**SET PROBLEM**: Retype every line of the material below word for word, leaving out the pictures.

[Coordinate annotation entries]
◇ ◇ ◇ ◇ ◇

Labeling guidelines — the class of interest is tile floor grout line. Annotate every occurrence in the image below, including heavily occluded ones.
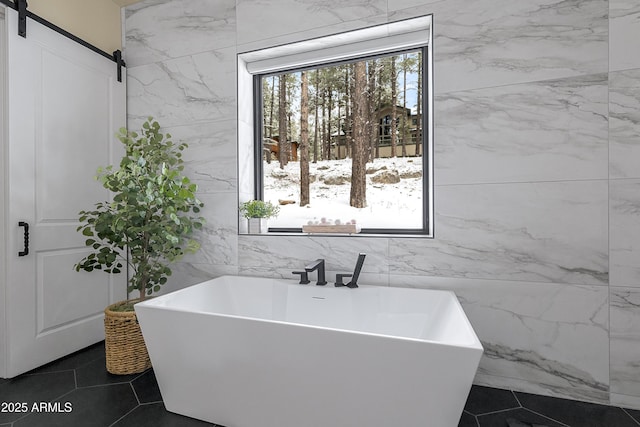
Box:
[620,407,640,426]
[522,406,571,427]
[109,403,140,427]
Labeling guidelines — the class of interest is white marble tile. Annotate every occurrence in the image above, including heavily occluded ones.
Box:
[434,74,608,185]
[124,0,236,67]
[238,13,387,53]
[157,262,238,295]
[238,236,388,285]
[236,0,387,49]
[609,179,640,288]
[473,373,610,405]
[609,0,640,71]
[390,274,609,401]
[433,0,609,94]
[609,69,640,178]
[183,192,238,265]
[127,48,236,127]
[610,287,640,399]
[610,393,640,410]
[387,0,446,13]
[163,120,237,194]
[389,180,608,285]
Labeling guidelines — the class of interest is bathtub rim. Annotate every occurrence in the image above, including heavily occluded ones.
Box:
[134,274,484,352]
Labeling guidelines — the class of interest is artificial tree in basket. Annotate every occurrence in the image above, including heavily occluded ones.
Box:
[75,117,204,374]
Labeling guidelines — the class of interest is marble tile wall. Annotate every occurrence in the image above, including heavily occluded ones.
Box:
[124,0,640,408]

◇ ◇ ◇ ◇ ◇

**EXERCISE RESPONSE**:
Labeling guidelines — the class of interest is tile floor grout line. Annotate every occurrence in the image below, including heavily occluded ones.
Box:
[620,407,640,426]
[522,406,571,427]
[109,403,140,427]
Labeling guidelines — the class of interest is white marble tile. Annotate every occurrence in the image above, including heavily occluded ones.
Box:
[434,74,608,185]
[124,0,236,67]
[238,13,387,53]
[157,262,238,295]
[238,236,388,285]
[236,0,387,49]
[609,179,640,288]
[473,373,610,405]
[609,0,640,71]
[390,274,609,401]
[433,0,609,94]
[609,69,640,178]
[183,192,238,265]
[127,48,236,127]
[610,287,640,399]
[610,393,640,410]
[387,0,446,13]
[163,120,237,194]
[389,180,608,285]
Labeling guidelines — the class of interest is bathtub rim. Annotate every occurrence in the image above, including heavily occluded ones.
Box:
[134,274,484,352]
Labeling guidelines — the class of interest is artificial tree in basket. Annotate every occurrence in the image above, including heavily occluded ones.
Box:
[75,117,204,374]
Labeling guidelines — the class of interest is marble tile wall. Annotate every occurrence in the image above, including heavily occluded ones.
Box:
[124,0,640,408]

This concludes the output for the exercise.